__TEXT SEGMENT__.
--- Begin ---

Walmart Employee: Don’t Blame Cashiers For Requiring You To Show Your I.D.

In an era of identity theft and growing concerns about privacy, it’s not hard to understand why shoppers are hesitant to provide their photo IDs and phone numbers for something as simple as buying groceries. But one Walmart employee asks that consumers please refrain from taking out their frustration on him and his coworkers.

“I know we’re the proverbial punching bag,” writes Walmart staffer Robert in a letter to Consumerist, “but we have procedures we have to follow.”

Robert gives the example of customers who pay by that old-fashioned method that was once incredibly popular — the check.

He tells Consumerist that when a customer pays by check, “the computer won’t let us go past that spot without [an ID]. Also, when it DOES ask for an I.D., it will also ask for a phone number. Again, we CANNOT go past that field when the system asks for it. It IS our job and nothing we can do about it.”

According to Robert, even the manager can’t skip past this portion of the checkout procedure.

“If you don’t like providing your I.D., then please don’t use a check,” he writes. “A debit card is much easier, faster, and saves a lot of hassle.”

--- End ---

__RECORDS__.

--- Begin ---

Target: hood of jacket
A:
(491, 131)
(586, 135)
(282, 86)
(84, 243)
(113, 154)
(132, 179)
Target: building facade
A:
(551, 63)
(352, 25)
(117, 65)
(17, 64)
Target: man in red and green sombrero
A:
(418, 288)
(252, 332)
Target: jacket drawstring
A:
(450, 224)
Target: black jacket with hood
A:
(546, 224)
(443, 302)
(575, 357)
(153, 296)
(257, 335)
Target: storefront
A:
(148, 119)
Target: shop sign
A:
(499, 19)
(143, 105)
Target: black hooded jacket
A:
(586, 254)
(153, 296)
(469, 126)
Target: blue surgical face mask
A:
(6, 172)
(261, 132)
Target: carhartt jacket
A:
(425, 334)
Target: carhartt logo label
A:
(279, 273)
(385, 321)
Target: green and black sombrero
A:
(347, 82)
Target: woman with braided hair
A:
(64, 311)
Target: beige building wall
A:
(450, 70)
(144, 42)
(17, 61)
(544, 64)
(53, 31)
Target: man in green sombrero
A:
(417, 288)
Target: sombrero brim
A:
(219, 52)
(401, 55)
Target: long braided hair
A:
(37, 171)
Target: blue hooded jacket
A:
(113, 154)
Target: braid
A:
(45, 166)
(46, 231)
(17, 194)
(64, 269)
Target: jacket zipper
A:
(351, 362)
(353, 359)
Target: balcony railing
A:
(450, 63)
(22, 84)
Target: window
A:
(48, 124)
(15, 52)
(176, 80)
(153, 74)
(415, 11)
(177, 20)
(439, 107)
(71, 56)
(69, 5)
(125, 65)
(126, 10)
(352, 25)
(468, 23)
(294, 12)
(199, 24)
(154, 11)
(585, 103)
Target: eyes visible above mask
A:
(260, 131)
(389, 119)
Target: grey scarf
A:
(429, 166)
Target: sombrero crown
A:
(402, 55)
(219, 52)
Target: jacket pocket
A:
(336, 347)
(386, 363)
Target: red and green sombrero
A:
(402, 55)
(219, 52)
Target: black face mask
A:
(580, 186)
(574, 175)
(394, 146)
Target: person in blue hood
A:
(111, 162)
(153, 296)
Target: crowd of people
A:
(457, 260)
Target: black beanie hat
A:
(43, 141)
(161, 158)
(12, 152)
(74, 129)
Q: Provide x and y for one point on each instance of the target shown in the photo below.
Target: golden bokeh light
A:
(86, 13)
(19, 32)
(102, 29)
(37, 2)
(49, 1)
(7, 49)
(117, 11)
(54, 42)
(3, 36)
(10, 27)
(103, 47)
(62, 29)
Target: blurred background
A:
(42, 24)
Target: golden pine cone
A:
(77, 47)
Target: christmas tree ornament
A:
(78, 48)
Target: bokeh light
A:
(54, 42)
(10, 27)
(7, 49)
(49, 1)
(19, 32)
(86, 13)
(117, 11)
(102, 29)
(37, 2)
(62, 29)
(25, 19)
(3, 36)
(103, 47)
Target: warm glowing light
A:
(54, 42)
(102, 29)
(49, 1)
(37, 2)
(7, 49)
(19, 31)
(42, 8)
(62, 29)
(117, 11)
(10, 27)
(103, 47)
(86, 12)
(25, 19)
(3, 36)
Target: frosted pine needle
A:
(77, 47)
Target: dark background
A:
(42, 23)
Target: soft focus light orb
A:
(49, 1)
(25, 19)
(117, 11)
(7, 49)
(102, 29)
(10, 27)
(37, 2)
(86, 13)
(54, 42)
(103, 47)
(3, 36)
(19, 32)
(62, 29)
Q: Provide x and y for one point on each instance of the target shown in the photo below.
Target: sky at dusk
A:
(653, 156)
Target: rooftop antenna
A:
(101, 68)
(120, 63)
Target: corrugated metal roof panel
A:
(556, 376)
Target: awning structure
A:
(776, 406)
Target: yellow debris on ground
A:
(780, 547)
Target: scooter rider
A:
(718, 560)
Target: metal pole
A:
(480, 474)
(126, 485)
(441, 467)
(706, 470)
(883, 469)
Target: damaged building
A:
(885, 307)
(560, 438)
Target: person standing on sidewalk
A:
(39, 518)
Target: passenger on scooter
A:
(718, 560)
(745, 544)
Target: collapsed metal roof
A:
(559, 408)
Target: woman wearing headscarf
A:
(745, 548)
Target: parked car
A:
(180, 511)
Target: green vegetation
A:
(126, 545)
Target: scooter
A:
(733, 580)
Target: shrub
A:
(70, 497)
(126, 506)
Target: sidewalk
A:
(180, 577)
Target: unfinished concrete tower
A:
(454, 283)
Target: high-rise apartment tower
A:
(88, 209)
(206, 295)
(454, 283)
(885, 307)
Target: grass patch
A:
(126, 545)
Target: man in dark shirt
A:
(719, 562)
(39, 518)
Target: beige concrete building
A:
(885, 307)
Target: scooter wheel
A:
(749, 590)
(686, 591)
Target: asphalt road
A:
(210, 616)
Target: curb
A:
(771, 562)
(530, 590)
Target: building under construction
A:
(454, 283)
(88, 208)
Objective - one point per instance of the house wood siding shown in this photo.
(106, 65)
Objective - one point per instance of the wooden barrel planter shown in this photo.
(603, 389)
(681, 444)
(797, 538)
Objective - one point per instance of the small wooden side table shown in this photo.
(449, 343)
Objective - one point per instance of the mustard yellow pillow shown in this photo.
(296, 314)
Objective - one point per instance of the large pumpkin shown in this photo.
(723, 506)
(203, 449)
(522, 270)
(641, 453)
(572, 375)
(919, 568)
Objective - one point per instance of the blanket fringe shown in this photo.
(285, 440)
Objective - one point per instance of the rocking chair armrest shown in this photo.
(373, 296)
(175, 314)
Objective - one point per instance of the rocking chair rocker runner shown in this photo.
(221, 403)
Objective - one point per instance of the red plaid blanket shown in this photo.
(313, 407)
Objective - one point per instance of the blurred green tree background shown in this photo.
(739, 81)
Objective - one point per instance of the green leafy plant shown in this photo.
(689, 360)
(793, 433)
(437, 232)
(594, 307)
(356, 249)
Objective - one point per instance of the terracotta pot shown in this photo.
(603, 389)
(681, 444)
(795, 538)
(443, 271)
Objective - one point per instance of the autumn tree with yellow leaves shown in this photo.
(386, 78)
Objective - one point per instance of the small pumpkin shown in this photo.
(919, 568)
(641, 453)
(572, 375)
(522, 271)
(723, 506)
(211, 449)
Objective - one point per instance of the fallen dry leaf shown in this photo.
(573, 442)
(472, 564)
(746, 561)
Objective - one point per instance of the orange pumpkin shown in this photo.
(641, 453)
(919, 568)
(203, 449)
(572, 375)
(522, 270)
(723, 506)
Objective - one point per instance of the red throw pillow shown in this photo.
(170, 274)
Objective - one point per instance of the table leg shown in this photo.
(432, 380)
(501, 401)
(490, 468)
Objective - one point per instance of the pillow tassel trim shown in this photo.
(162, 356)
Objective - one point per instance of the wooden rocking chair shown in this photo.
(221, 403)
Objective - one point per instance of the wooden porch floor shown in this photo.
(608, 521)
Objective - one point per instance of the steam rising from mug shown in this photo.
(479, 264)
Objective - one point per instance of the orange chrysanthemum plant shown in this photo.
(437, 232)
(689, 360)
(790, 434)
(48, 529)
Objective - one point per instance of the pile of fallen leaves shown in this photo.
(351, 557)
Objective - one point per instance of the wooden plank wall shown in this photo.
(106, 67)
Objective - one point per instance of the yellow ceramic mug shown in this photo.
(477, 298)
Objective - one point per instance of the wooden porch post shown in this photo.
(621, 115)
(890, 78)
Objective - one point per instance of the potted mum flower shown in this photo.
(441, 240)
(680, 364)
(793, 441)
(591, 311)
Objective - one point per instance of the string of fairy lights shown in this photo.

--- End ---

Continue the article on the Walmart employee's plea about ID requirements, picking up after its final sentence. The rows are independent material and have no connection to the article.

__TASK OUTPUT__.
Similarly, Robert says that if you don’t have your receipt when making a return or exchange at the Customer Service desk, you will inevitably be asked to show I.D., and that once again there is nothing the employee can do to get around that requirement.

And if you’re cashing a check or money order at Walmart, you’ll need to show identification.

“This is not to annoy or harass you,” he explains. “It is actually a security procedure. When we ask for your I.D. when you cash a check — it is for YOUR benefit! Imagine that someone has stolen your paycheck. Would you want someone cashing YOUR check without an I.D.? Of course not.”

Another thing that upsets some customers, but which Robert says is for their own good, is when the store refuses to allow a MoneyGram wire transfer or money order for a large sum of money to a foreign country.

As we’ve reported before, employees who handle wire transfers are now trained to spot red flags for possible scams. A big indicator of such a scam, says Robert, is an elderly customer who is wiring a large amount of cash overseas.

“So if we ask for your I.D. or refuse to send money to a ‘relative,’ please don’t gripe at us. We’re just doing our duty to make YOUR shopping safer,” he says.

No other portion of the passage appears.